### WHAT THE TASK ASKS
Extend the passage about Cropsey Avenue in Brooklyn beyond its final sentence.

### PAGE EXCERPT
|---|
Cropsey Avenue is a major street in Brooklyn, New York City. It generally runs northwest-southeast, from Poly Place/14th Avenue in Bath Beach to Neptune Avenue/West 17th Street in Coney Island. It forms the northeastern boundary of Dreier-Offerman Park.  

Cropsey Avenue intersects the Belt Parkway at exits 6-N and 6-S.  South of its bridge crossing Coney Island Creek, Cropsey Avenue continues as West 17th Street at Neptune Avenue.  For about half of its length (south of 23rd Avenue), Cropsey Avenue has a central median, making it a divided highway/boulevard. 

The street is named for the Cropsey family, one of the first to settle in New Utrecht.
|---|
### RAW DATA

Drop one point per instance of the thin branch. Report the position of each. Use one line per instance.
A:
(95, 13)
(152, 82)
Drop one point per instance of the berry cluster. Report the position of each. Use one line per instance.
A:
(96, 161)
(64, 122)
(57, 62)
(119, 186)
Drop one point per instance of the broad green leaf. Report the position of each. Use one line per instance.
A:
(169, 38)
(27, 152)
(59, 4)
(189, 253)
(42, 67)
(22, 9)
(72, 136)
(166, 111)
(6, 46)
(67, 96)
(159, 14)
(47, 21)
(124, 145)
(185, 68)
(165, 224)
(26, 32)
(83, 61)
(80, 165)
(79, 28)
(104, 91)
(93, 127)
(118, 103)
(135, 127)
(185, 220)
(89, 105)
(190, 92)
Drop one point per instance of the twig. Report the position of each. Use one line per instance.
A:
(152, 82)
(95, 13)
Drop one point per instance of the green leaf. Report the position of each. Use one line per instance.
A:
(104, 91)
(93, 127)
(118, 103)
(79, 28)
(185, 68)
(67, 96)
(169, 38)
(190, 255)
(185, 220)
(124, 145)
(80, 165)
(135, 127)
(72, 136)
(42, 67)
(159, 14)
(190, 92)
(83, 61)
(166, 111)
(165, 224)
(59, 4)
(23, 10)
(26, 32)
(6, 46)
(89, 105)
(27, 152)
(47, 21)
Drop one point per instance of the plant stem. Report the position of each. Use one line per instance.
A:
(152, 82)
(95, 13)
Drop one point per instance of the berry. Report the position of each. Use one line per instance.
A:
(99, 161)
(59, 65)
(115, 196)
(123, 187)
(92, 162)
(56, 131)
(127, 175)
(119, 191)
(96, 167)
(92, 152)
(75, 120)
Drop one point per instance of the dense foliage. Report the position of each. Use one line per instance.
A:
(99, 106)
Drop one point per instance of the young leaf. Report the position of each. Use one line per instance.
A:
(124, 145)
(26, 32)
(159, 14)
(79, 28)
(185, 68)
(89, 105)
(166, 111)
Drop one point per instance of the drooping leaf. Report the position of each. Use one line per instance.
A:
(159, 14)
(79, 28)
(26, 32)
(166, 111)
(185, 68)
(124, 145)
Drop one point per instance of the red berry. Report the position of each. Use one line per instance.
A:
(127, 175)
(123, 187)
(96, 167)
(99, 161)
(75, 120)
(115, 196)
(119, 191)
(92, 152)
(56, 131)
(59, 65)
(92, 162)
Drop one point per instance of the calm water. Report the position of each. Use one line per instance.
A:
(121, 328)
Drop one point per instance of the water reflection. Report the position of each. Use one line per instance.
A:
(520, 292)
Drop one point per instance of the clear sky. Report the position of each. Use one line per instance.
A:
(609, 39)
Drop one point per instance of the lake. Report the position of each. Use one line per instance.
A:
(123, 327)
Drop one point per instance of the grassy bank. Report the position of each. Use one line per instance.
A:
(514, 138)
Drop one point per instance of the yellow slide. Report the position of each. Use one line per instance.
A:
|---|
### RESULT OF THIS EXERCISE
Public transportation
Cropsey Avenue is served by the following New York City Bus routes:
B6 northbound from 26th Avenue to Bay Parkway
B8 between Veteran Affair's Hospital and 18th Avenue
B82 between Bay Parkway and Mermaid Avenue
X28/38 between 14th Avenue and Canal Avenue (extended to Surf Avenue rush hours)

Additionally, the New York City Subway's BMT West End Line () runs parallel to Cropsey Avenue, three blocks northeast on 86th Street, between 18th Avenue and 25th Avenue.